Look through the records below for the line with "Return one point per instance of the cilantro sprig, formatted" and the line with "Return one point per instance of the bowl", then return those lines and all lines between, exactly.

> **Records from a collection**

• • • • • • •

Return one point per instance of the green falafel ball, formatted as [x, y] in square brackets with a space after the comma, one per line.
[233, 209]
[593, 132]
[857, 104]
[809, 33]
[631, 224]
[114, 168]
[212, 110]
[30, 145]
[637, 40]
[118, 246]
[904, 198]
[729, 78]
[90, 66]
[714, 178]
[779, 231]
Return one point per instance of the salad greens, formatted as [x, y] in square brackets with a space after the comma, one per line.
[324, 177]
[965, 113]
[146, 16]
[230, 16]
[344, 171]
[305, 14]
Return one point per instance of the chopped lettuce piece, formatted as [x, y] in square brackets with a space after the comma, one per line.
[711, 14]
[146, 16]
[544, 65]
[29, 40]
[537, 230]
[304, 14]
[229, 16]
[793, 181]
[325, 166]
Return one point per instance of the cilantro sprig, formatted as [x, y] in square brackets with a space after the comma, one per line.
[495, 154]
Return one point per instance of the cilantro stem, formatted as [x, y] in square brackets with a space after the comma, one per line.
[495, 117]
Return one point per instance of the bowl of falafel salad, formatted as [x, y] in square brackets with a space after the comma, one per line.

• • • • • • •

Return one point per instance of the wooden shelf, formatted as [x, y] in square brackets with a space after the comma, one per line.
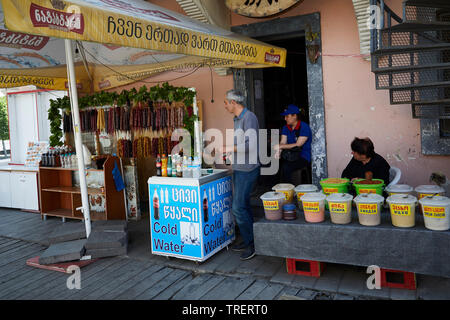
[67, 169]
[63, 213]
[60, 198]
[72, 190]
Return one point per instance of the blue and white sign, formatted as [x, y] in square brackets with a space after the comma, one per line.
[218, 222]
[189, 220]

• • • • • • •

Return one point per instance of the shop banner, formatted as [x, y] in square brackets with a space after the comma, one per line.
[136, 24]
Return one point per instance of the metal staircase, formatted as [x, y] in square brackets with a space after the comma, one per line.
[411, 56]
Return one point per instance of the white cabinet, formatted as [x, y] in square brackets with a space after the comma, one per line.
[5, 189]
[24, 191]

• • • • • • •

> **ANSWER SPACE**
Return one point per instance of the cilantro sprig, formatted as [x, y] in square brackets with a space after the comma, one per line.
[495, 154]
Return one point per instance of the cilantro stem, formatted as [x, y] in square brackets with a space after the comma, one per line.
[495, 117]
Return one point per instance of the bowl of falafel salad, formatted as [x, y] in square brackets with a space after the comma, one per line.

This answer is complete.